- _What you need to do_
Reproduce the whole listing, keeping each line as it is.

>>>

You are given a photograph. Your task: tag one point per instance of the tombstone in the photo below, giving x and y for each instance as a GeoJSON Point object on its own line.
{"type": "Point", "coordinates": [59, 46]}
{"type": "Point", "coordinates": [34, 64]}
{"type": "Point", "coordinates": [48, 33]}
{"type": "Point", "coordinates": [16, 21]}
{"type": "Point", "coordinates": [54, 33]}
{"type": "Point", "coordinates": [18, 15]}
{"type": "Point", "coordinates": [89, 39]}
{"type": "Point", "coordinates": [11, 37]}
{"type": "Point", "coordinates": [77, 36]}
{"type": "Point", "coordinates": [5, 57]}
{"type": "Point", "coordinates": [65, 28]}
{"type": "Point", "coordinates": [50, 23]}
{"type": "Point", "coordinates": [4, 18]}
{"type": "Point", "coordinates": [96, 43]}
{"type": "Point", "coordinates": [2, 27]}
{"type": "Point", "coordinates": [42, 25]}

<<<

- _Result below_
You are given a photograph. Your task: tag one point per instance of the tombstone in the photo below, giving x and y for each instance as a GeoJSON Point object on its own line.
{"type": "Point", "coordinates": [59, 46]}
{"type": "Point", "coordinates": [34, 64]}
{"type": "Point", "coordinates": [48, 33]}
{"type": "Point", "coordinates": [16, 21]}
{"type": "Point", "coordinates": [54, 33]}
{"type": "Point", "coordinates": [18, 15]}
{"type": "Point", "coordinates": [89, 39]}
{"type": "Point", "coordinates": [11, 37]}
{"type": "Point", "coordinates": [77, 36]}
{"type": "Point", "coordinates": [5, 57]}
{"type": "Point", "coordinates": [65, 28]}
{"type": "Point", "coordinates": [50, 23]}
{"type": "Point", "coordinates": [4, 18]}
{"type": "Point", "coordinates": [96, 43]}
{"type": "Point", "coordinates": [2, 27]}
{"type": "Point", "coordinates": [42, 25]}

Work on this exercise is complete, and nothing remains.